Brief
Take the records below and write them out again exactly.
◇ ◇ ◇
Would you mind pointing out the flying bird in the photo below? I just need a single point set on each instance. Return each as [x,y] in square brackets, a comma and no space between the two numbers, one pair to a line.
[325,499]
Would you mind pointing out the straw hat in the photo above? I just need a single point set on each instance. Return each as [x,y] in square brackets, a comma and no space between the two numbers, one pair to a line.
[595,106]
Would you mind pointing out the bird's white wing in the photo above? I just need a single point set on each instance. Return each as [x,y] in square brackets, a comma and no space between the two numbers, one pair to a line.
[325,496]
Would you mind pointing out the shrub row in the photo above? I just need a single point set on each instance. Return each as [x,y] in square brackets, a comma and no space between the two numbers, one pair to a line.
◇ ◇ ◇
Solution below
Would you mind pointing out the flying bird in the photo below? I just need a single point set on each instance. Return each as [x,y] in square brackets, a comma and no space between the two numbers, one pair to a line.
[325,499]
Would you mind pointing out the straw hat in the photo above? I just need a single point set on each instance. Return each as [x,y] in square brackets, a comma and no space between the two numbers, one pair to a line.
[595,106]
Would you mind pointing out the bird's white wing in the photo above? I just need a single point set on each instance. Return each as [x,y] in square brackets, a comma and no space between the two numbers, one pair to a line.
[325,496]
Would you mind pointing out the shrub row in the photo above? I just need a single point set on each instance. Return each as [x,y] in square brackets, a comma and no space between the two numbers, one pair to a line.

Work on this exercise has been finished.